» Problem statement: Your job here is to restate every record exactly, pictures excluded.

» Supplied data:

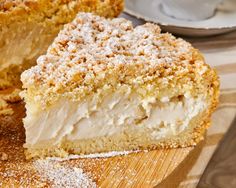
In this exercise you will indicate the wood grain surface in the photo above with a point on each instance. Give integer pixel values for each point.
(221, 171)
(142, 169)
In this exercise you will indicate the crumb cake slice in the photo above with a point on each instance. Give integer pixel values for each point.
(104, 85)
(28, 27)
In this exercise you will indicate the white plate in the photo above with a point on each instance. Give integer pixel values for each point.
(223, 21)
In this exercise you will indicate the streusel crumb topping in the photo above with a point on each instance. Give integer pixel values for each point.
(93, 50)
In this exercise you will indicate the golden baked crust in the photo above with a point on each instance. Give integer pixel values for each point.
(28, 27)
(35, 23)
(93, 54)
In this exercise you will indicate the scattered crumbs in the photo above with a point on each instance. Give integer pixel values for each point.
(62, 176)
(95, 155)
(3, 156)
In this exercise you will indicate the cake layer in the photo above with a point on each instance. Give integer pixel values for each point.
(104, 85)
(110, 114)
(29, 27)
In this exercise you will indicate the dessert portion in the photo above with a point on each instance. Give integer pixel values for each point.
(28, 27)
(104, 85)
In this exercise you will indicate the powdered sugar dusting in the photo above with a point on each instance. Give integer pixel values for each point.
(95, 155)
(61, 176)
(93, 51)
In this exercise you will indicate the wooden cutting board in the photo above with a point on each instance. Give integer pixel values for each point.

» Worked solution:
In this exercise you will indicate the wood grain surface in the photo above with a point on each instance. Give integer pixel values for each point.
(221, 171)
(142, 169)
In this exercise you will indicate the crumb cake slice in the photo above with a point on each instance. Give integer pixel values for each point.
(104, 85)
(28, 27)
In this exercise you will indicate the white plate in the photo above with a point on each instance. Give integer pixel values for each point.
(223, 21)
In this exercise you will indicate the streusel crumb topping in the photo above with a point on each instance. Give integer pixel values for each point.
(93, 50)
In this exercise you will indicate the golden baked crust in the photo above with a point on each instance. Give integer pixel values for each point.
(28, 27)
(35, 23)
(93, 54)
In this exercise you will indicate the scattered crumbs in the photo above with a point on each instance. Give integer pixel values for each point.
(62, 176)
(95, 155)
(3, 156)
In this exercise you will indicate the cake layer in the photo above with a point on each instance. Give integer pixel values for each point.
(104, 85)
(110, 114)
(29, 27)
In this exercise you will indicate the dessert portion in the photo above with a point on each instance. Give integer pixel values for each point.
(28, 27)
(104, 85)
In this exercise you will indicate the powdered sugar dusting in the photo above with a point on each instance. Give integer pixel values for each point.
(95, 155)
(61, 176)
(93, 51)
In this exercise you will indicate the wooden cutting board in the photo above with a point on each instance. Give integer pixel values for each point.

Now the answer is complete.